What the exercise asks
List each line of the data below that contains the string "sign", keeping in mind that case matters.

Listed entries
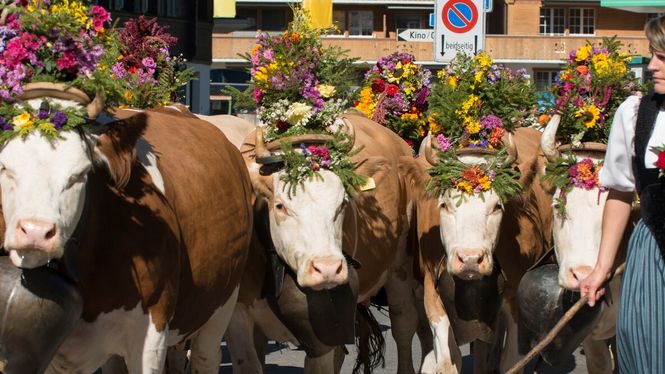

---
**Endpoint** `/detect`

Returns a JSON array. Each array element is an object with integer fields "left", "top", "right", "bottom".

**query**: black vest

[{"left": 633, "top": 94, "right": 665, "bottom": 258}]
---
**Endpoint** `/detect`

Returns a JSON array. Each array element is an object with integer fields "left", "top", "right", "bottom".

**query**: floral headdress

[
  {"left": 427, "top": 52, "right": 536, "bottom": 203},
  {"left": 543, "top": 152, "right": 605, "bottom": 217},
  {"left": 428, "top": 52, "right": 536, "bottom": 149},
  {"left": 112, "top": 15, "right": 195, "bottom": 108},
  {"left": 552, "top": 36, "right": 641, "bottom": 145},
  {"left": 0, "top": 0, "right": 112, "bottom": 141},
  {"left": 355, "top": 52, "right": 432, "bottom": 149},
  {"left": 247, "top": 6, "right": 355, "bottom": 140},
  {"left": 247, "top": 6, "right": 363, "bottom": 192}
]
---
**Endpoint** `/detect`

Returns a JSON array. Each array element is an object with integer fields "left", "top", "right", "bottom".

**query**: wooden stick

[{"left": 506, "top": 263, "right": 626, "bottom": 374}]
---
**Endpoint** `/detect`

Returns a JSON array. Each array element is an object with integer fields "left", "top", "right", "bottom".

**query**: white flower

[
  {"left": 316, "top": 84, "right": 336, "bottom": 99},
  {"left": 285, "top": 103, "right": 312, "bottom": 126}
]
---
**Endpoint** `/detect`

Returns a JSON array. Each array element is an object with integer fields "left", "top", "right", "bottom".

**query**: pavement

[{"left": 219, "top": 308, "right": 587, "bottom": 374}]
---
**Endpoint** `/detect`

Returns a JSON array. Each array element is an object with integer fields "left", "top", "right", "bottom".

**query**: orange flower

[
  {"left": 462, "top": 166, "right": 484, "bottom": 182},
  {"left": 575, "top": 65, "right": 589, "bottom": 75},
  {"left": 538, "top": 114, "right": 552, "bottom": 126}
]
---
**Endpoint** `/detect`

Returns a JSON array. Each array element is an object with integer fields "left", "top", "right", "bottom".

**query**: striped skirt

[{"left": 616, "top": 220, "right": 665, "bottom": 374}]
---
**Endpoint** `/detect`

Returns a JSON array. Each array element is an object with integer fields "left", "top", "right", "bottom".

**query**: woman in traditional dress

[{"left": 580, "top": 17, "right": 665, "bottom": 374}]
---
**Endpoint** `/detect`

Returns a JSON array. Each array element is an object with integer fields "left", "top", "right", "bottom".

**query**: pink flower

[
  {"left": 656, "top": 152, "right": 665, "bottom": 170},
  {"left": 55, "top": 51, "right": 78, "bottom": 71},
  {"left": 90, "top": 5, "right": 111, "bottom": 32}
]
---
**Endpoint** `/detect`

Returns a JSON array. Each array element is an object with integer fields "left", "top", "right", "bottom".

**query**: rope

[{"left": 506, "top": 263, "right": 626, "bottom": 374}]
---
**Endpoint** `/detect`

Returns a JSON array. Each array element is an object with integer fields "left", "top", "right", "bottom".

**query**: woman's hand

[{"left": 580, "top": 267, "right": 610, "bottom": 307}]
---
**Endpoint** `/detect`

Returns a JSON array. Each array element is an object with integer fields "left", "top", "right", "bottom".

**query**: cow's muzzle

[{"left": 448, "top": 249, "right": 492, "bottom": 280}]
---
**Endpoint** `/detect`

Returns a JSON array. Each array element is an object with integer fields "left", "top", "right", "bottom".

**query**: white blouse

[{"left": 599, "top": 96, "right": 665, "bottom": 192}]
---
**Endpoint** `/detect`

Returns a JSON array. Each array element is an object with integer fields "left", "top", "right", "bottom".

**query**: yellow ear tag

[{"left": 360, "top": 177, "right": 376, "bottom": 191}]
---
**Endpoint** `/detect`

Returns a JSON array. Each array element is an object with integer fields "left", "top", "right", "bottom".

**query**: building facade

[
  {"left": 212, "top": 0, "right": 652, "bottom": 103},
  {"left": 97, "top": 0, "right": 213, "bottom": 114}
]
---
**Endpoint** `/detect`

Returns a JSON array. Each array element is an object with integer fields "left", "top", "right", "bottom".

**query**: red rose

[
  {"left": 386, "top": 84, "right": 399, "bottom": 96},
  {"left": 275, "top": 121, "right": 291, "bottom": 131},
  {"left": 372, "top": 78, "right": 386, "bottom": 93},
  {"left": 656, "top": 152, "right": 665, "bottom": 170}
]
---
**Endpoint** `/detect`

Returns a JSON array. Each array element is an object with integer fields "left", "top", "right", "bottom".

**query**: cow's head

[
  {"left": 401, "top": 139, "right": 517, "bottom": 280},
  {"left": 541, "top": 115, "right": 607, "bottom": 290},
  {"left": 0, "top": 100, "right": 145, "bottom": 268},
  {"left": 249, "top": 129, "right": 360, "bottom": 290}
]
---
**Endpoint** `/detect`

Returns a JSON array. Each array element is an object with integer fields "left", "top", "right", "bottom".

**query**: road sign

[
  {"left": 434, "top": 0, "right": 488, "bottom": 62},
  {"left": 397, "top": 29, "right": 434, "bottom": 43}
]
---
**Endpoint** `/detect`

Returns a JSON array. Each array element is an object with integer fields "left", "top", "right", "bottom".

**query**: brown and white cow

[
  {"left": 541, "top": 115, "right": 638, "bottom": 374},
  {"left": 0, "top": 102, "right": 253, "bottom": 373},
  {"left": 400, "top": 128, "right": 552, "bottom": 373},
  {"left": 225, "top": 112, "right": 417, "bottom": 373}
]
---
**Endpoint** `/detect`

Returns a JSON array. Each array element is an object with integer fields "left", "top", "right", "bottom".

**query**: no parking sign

Finished exercise
**query**: road sign
**query**: no parking sign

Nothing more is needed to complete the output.